:: AIM ::
Replace "marker" with "dot" in the records, starting at the beginning and going up to and including the line with "(1117, 523)". Repeat only those lines with nothing else changed, and leave out the pictures.

[Records of labeled points]

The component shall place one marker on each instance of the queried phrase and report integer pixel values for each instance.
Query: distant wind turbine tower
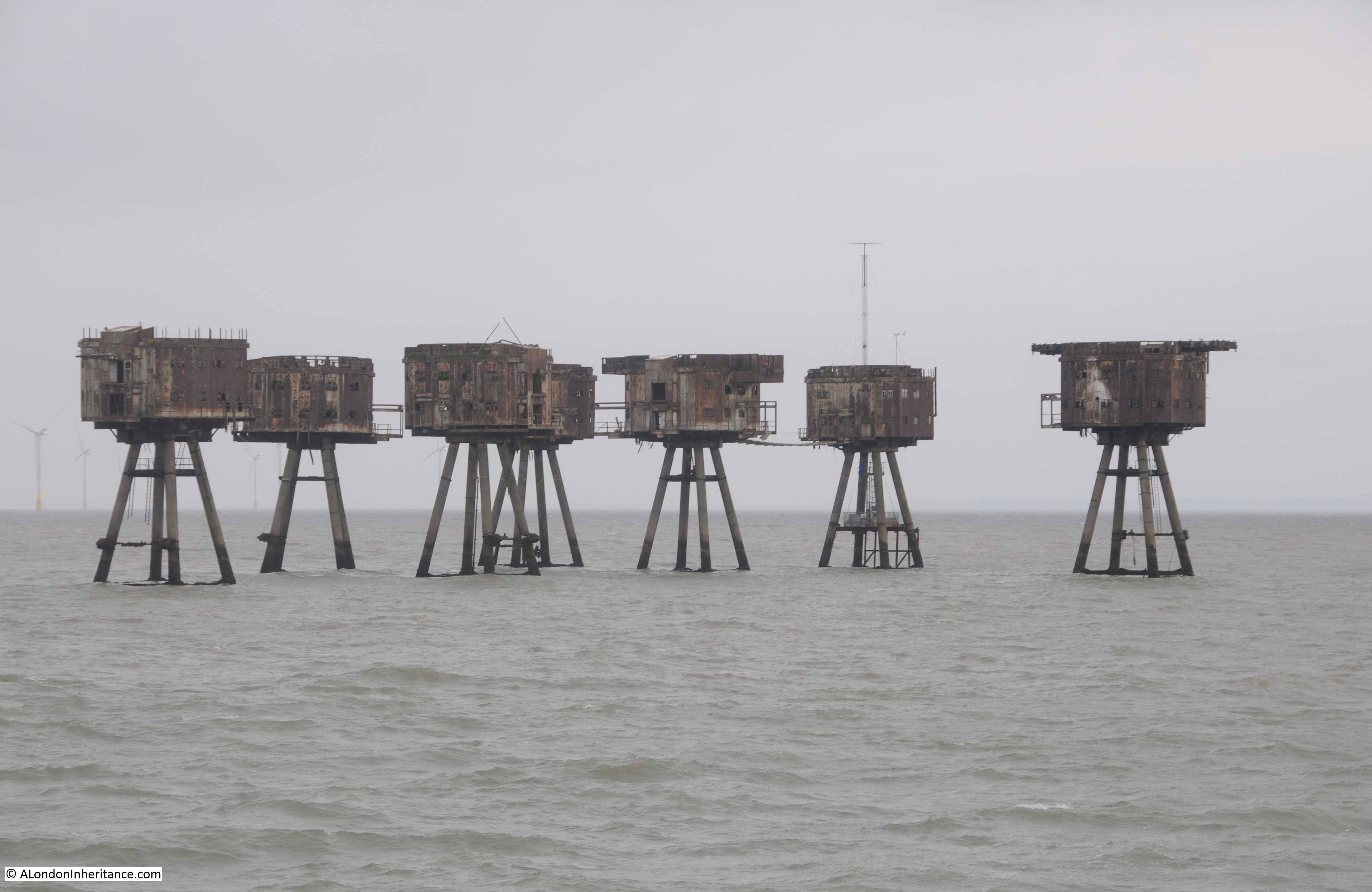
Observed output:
(38, 455)
(865, 297)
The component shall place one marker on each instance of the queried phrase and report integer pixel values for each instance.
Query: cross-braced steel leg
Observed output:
(158, 504)
(282, 519)
(488, 518)
(1150, 534)
(212, 515)
(839, 507)
(437, 516)
(518, 493)
(522, 536)
(338, 518)
(1084, 550)
(566, 508)
(658, 508)
(880, 485)
(684, 519)
(1179, 536)
(912, 534)
(544, 558)
(861, 536)
(1117, 525)
(702, 511)
(730, 515)
(121, 503)
(470, 514)
(172, 518)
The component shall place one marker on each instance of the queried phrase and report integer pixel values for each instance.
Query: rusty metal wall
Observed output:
(861, 403)
(311, 394)
(1134, 383)
(129, 375)
(703, 393)
(478, 388)
(573, 401)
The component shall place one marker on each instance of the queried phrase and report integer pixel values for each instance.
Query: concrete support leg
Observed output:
(470, 513)
(1150, 533)
(658, 508)
(435, 518)
(912, 534)
(282, 519)
(121, 503)
(488, 518)
(1084, 550)
(160, 495)
(338, 518)
(541, 497)
(861, 536)
(518, 493)
(684, 519)
(212, 515)
(702, 511)
(1179, 536)
(880, 485)
(730, 515)
(522, 537)
(172, 518)
(839, 508)
(566, 508)
(1117, 523)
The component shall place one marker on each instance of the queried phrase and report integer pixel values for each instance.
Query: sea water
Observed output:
(988, 722)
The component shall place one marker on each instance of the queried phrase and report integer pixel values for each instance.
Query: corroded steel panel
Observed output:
(573, 400)
(1134, 383)
(131, 377)
(478, 389)
(706, 393)
(849, 404)
(298, 394)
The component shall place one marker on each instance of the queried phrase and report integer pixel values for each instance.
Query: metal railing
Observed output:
(869, 519)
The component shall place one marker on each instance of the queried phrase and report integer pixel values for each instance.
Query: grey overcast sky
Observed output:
(671, 178)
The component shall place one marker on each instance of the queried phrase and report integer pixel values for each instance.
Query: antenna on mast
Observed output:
(865, 297)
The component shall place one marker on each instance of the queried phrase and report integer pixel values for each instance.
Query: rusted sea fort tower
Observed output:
(693, 403)
(869, 412)
(165, 392)
(1133, 394)
(309, 403)
(512, 396)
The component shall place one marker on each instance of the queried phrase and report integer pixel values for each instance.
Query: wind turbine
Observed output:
(254, 457)
(86, 453)
(38, 452)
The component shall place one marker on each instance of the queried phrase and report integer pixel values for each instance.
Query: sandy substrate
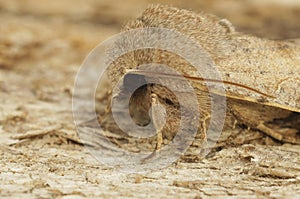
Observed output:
(42, 45)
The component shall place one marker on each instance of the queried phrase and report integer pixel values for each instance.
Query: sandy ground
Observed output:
(43, 43)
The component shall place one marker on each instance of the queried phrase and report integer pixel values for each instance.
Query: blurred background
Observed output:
(42, 45)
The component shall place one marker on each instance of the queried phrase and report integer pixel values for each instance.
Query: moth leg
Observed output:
(276, 135)
(158, 116)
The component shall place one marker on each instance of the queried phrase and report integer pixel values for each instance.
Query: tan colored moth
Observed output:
(262, 77)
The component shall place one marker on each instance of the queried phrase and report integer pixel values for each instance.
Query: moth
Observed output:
(261, 76)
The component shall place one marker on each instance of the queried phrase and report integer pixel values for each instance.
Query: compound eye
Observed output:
(133, 81)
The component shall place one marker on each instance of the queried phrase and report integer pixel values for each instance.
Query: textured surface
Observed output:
(41, 48)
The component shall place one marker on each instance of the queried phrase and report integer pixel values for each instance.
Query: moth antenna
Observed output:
(143, 72)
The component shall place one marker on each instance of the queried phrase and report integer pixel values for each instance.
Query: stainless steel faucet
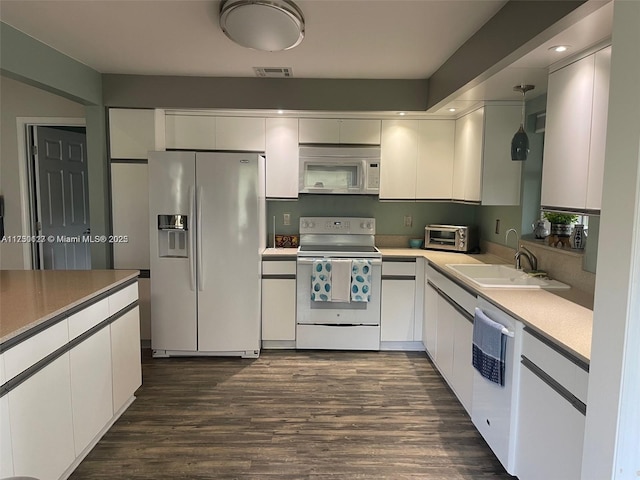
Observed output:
(526, 253)
(506, 236)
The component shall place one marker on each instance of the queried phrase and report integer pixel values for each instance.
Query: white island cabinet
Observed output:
(577, 102)
(58, 372)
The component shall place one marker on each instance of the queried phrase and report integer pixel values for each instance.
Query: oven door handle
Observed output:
(310, 260)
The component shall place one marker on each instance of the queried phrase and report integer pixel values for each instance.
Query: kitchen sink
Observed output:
(504, 276)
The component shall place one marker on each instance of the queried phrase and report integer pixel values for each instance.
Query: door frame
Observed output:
(23, 124)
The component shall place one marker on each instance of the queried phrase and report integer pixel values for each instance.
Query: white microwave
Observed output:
(340, 169)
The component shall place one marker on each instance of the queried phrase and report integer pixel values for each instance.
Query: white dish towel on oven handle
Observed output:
(361, 280)
(341, 280)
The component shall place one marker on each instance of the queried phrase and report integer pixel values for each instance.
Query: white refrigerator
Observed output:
(207, 233)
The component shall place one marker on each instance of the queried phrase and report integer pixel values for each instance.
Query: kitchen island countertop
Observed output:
(31, 297)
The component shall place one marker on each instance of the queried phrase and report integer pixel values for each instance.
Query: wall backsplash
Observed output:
(389, 215)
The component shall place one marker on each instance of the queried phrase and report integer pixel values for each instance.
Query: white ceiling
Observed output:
(397, 39)
(376, 39)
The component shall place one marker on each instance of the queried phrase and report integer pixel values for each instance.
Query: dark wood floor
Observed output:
(293, 415)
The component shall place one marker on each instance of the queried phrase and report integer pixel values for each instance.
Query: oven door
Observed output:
(312, 312)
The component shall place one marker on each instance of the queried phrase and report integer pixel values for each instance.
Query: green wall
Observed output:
(26, 59)
(33, 63)
(389, 215)
(522, 216)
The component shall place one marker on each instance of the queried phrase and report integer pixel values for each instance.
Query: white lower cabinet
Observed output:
(444, 341)
(50, 419)
(41, 422)
(6, 454)
(430, 319)
(462, 374)
(91, 386)
(400, 317)
(551, 433)
(278, 304)
(125, 357)
(449, 330)
(551, 414)
(398, 312)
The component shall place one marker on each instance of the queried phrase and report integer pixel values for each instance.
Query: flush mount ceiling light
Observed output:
(268, 25)
(520, 141)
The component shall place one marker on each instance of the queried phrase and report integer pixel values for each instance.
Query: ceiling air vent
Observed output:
(273, 72)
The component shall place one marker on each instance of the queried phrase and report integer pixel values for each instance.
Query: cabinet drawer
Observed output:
(122, 298)
(279, 267)
(458, 294)
(399, 268)
(571, 376)
(34, 349)
(87, 318)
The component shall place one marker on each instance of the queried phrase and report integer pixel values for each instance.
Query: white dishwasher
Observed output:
(494, 407)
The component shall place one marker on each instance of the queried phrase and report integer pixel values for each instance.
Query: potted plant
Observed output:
(560, 223)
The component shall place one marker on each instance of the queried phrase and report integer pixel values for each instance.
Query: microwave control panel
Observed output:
(373, 175)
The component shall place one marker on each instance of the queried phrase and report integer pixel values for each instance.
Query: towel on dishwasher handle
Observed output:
(489, 348)
(321, 280)
(361, 280)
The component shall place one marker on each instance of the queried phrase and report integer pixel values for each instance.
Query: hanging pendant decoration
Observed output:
(520, 141)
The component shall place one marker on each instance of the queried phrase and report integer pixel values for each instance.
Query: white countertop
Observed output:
(30, 297)
(564, 317)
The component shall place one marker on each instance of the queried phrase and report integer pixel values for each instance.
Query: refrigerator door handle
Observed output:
(191, 233)
(199, 241)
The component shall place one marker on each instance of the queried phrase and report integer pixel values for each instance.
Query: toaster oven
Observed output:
(455, 238)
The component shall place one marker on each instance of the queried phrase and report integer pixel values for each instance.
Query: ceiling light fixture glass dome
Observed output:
(267, 25)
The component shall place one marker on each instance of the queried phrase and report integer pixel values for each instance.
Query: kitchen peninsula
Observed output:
(69, 364)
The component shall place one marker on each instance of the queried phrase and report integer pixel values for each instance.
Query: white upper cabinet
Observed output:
(346, 131)
(598, 128)
(131, 132)
(188, 132)
(467, 165)
(434, 169)
(365, 132)
(483, 170)
(577, 100)
(398, 159)
(240, 133)
(417, 159)
(282, 157)
(204, 132)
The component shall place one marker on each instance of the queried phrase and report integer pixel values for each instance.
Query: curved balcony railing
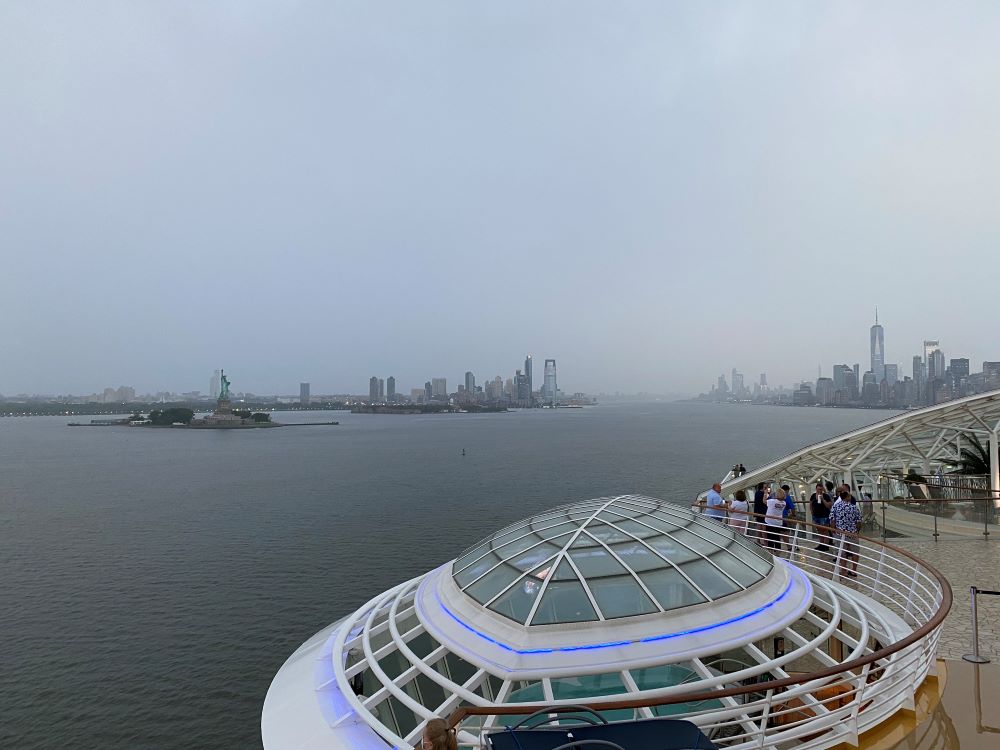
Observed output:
(811, 709)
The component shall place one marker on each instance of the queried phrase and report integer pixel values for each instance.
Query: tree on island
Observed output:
(167, 417)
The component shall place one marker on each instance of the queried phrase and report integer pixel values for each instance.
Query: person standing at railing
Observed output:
(820, 503)
(739, 509)
(715, 506)
(845, 517)
(773, 520)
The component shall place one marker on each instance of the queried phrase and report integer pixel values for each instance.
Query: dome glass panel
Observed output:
(616, 557)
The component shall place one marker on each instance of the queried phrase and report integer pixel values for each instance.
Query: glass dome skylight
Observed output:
(608, 558)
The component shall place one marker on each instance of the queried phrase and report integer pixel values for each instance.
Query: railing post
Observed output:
(974, 657)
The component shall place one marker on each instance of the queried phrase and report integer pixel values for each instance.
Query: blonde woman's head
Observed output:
(438, 736)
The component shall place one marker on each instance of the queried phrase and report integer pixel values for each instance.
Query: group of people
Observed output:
(833, 508)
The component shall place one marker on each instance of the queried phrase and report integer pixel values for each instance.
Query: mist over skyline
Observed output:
(649, 193)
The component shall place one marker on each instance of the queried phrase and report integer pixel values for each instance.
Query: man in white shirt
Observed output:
(715, 506)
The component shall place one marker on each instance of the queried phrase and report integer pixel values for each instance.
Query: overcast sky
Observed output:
(651, 193)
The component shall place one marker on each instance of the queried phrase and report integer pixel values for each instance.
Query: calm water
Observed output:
(153, 581)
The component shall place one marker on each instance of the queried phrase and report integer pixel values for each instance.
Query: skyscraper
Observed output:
(551, 391)
(840, 376)
(527, 376)
(877, 350)
(439, 388)
(929, 348)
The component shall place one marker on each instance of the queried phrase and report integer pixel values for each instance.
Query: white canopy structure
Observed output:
(927, 440)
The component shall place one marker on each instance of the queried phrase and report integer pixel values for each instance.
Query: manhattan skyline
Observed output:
(649, 195)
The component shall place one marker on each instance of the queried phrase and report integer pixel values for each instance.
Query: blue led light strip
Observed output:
(613, 644)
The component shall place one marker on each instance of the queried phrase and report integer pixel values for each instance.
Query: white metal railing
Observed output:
(824, 707)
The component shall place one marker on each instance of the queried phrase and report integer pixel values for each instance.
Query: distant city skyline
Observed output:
(933, 379)
(688, 187)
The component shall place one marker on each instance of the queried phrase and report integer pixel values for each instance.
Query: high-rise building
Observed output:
(929, 348)
(877, 350)
(738, 387)
(549, 389)
(935, 365)
(521, 387)
(824, 391)
(840, 376)
(439, 388)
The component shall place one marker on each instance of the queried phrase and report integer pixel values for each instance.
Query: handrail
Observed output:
(862, 662)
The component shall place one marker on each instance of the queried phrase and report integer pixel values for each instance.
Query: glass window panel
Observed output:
(737, 568)
(514, 546)
(384, 715)
(565, 571)
(694, 542)
(467, 576)
(532, 557)
(668, 675)
(527, 692)
(587, 686)
(492, 583)
(606, 534)
(423, 645)
(564, 601)
(638, 557)
(671, 549)
(596, 562)
(473, 553)
(620, 596)
(379, 640)
(516, 603)
(658, 523)
(394, 664)
(554, 530)
(709, 579)
(406, 720)
(670, 588)
(713, 531)
(370, 683)
(459, 669)
(636, 528)
(505, 535)
(431, 694)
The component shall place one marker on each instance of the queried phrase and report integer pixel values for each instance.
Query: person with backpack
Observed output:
(820, 503)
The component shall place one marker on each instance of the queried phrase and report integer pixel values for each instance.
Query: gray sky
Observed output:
(651, 193)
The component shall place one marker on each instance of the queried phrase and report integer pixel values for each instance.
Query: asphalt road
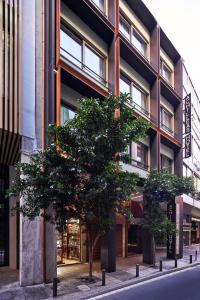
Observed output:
(183, 285)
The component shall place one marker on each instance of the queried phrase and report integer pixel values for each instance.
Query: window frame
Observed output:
(164, 64)
(140, 165)
(138, 33)
(104, 11)
(169, 159)
(84, 43)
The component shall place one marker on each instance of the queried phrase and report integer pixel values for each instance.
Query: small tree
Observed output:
(161, 188)
(78, 174)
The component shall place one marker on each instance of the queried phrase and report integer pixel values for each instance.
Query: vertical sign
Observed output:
(188, 125)
(175, 242)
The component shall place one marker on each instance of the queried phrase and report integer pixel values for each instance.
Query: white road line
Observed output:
(138, 284)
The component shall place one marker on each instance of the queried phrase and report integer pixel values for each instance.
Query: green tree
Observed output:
(79, 173)
(160, 188)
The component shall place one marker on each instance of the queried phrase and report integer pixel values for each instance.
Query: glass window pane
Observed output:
(70, 48)
(139, 98)
(66, 114)
(124, 27)
(139, 43)
(124, 86)
(100, 4)
(94, 63)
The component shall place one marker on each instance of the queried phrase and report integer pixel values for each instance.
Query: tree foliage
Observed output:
(79, 173)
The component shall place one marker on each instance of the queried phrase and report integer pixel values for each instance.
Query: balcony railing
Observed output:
(79, 64)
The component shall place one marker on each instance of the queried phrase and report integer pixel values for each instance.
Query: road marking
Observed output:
(139, 284)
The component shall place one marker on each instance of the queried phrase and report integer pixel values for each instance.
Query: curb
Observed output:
(131, 282)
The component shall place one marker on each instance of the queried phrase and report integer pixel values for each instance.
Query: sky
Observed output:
(180, 20)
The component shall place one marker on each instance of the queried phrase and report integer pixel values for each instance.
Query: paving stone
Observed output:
(83, 287)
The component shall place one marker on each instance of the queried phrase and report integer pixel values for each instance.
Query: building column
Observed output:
(31, 239)
(108, 248)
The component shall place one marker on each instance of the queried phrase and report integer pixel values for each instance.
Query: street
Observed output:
(184, 285)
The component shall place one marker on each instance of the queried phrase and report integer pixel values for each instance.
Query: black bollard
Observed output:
(190, 258)
(137, 270)
(103, 277)
(55, 285)
(175, 263)
(160, 265)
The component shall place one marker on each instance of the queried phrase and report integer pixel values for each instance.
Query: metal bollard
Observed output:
(175, 263)
(103, 277)
(160, 266)
(137, 270)
(190, 258)
(55, 285)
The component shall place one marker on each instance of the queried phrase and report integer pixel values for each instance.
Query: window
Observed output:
(166, 72)
(93, 63)
(133, 36)
(140, 99)
(66, 114)
(166, 120)
(139, 155)
(71, 48)
(80, 54)
(139, 42)
(100, 4)
(124, 85)
(125, 27)
(166, 163)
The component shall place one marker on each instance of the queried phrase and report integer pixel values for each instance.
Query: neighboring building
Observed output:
(71, 49)
(191, 166)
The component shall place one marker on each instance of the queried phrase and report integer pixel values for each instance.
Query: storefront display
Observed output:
(69, 244)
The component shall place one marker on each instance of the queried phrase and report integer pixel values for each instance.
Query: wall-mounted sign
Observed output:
(188, 145)
(188, 125)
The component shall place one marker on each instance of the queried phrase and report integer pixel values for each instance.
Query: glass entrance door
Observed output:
(69, 244)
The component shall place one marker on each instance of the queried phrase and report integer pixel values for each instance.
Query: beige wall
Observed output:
(137, 24)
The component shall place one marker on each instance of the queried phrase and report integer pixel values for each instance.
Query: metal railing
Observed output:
(83, 67)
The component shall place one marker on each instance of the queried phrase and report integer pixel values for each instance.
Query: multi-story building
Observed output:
(191, 165)
(69, 50)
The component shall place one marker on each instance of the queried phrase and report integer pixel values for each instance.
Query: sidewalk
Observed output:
(73, 286)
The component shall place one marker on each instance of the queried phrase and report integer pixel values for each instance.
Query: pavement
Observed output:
(183, 285)
(72, 283)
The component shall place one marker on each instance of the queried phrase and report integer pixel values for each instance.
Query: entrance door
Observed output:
(4, 216)
(69, 244)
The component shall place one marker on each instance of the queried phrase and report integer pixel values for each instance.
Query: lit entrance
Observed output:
(69, 244)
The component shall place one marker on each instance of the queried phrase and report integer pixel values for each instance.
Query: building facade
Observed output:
(87, 48)
(191, 165)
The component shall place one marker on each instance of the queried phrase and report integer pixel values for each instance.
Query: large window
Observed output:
(166, 162)
(139, 155)
(166, 72)
(166, 120)
(139, 97)
(133, 36)
(82, 55)
(100, 4)
(66, 114)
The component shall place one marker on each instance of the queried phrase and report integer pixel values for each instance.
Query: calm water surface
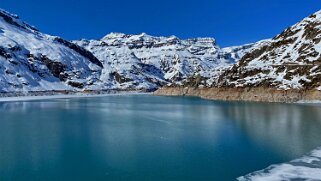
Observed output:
(141, 137)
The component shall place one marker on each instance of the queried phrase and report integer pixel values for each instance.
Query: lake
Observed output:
(143, 137)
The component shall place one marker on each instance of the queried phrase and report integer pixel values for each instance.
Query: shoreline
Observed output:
(46, 95)
(255, 94)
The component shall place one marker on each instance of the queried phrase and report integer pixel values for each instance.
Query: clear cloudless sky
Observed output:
(230, 22)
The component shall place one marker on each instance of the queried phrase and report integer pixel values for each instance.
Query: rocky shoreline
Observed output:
(255, 94)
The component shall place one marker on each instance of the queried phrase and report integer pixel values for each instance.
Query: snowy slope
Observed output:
(34, 61)
(144, 61)
(291, 60)
(31, 60)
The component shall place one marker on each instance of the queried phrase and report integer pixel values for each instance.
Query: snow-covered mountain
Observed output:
(34, 61)
(144, 61)
(291, 60)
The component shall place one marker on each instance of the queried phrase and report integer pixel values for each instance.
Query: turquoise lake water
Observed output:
(143, 137)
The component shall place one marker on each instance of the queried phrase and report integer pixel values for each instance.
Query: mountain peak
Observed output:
(14, 19)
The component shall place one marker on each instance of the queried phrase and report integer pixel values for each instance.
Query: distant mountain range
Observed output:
(34, 61)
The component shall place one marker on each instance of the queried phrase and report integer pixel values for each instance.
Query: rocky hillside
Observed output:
(144, 61)
(291, 60)
(34, 61)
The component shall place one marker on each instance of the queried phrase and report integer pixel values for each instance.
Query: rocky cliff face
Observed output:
(291, 60)
(144, 61)
(34, 61)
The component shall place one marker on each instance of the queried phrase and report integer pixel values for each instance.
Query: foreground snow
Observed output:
(65, 96)
(305, 168)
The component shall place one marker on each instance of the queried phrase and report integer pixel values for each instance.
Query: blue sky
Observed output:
(230, 22)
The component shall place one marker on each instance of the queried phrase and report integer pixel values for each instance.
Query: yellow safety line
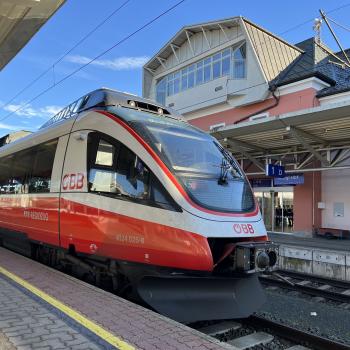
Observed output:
(76, 316)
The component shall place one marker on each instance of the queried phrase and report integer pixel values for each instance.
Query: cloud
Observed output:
(28, 111)
(117, 64)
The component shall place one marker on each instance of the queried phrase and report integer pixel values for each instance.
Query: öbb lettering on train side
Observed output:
(243, 228)
(73, 181)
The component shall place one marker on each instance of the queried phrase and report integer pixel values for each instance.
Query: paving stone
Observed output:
(134, 324)
(31, 331)
(250, 340)
(345, 306)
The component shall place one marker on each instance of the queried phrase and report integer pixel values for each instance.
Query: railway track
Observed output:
(260, 333)
(315, 286)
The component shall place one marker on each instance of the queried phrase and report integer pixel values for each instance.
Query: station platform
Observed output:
(329, 258)
(41, 308)
(310, 242)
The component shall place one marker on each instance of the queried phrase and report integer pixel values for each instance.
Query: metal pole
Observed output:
(334, 36)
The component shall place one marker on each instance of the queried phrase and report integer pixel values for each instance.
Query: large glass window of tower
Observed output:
(161, 91)
(228, 62)
(239, 62)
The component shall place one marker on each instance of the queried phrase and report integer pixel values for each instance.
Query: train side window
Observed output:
(105, 153)
(40, 180)
(101, 160)
(21, 170)
(132, 175)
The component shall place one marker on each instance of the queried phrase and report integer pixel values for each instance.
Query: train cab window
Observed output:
(40, 180)
(5, 175)
(115, 170)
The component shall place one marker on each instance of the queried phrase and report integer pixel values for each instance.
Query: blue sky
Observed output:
(121, 68)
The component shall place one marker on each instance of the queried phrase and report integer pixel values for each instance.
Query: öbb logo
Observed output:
(73, 181)
(243, 228)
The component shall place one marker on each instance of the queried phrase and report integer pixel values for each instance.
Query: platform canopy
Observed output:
(19, 21)
(312, 139)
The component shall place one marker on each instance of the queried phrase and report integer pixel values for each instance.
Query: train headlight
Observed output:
(262, 260)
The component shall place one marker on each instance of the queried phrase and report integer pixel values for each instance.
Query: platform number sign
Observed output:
(275, 170)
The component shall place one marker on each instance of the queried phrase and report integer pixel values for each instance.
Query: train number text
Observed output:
(73, 181)
(243, 228)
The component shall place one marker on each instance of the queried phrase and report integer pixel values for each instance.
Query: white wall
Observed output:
(336, 189)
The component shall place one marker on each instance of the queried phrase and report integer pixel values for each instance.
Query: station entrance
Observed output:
(276, 205)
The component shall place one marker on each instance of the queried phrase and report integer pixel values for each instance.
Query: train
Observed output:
(125, 193)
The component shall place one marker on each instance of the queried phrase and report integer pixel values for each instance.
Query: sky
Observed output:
(121, 68)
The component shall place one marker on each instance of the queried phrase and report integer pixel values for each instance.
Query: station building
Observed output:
(269, 102)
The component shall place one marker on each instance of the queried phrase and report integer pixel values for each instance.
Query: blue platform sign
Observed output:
(261, 182)
(275, 170)
(289, 180)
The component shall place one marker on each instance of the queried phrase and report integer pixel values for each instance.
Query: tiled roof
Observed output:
(317, 60)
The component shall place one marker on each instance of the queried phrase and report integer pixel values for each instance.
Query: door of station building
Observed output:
(277, 209)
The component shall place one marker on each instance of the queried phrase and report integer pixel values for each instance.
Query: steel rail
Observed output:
(314, 291)
(294, 334)
(313, 278)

:: REPLY TO THE TASK ::
The component shall place one dot on each instance of the queried phrase and report integer pixel values for each instance.
Query: distant wind turbine tower
Observed output:
(38, 455)
(865, 297)
The component shall place one dot on each instance of the queried phrase and report integer pixel values for each instance.
Query: cross-braced steel leg
Observed output:
(158, 504)
(282, 519)
(488, 518)
(1150, 534)
(212, 515)
(839, 507)
(437, 516)
(518, 493)
(522, 536)
(338, 518)
(1084, 550)
(566, 508)
(658, 508)
(880, 485)
(684, 519)
(1179, 536)
(912, 534)
(544, 558)
(861, 536)
(1117, 525)
(702, 511)
(730, 515)
(121, 503)
(470, 514)
(172, 518)
The component shall place one dot on each instance of the queried phrase and report integer pixel values for each instance.
Query: rusty metal wall
Observed output:
(861, 403)
(311, 394)
(1134, 383)
(129, 375)
(703, 393)
(478, 388)
(573, 401)
The component shall place one dot on each instance of the queried phrase and report integer pixel values for each instance.
Query: concrete support leg
Observed output:
(470, 513)
(1150, 533)
(658, 508)
(435, 518)
(912, 534)
(282, 519)
(121, 503)
(488, 518)
(1084, 550)
(160, 495)
(338, 518)
(541, 497)
(861, 536)
(518, 493)
(684, 519)
(212, 515)
(702, 511)
(1179, 536)
(880, 485)
(730, 515)
(522, 537)
(172, 518)
(839, 508)
(566, 508)
(1117, 523)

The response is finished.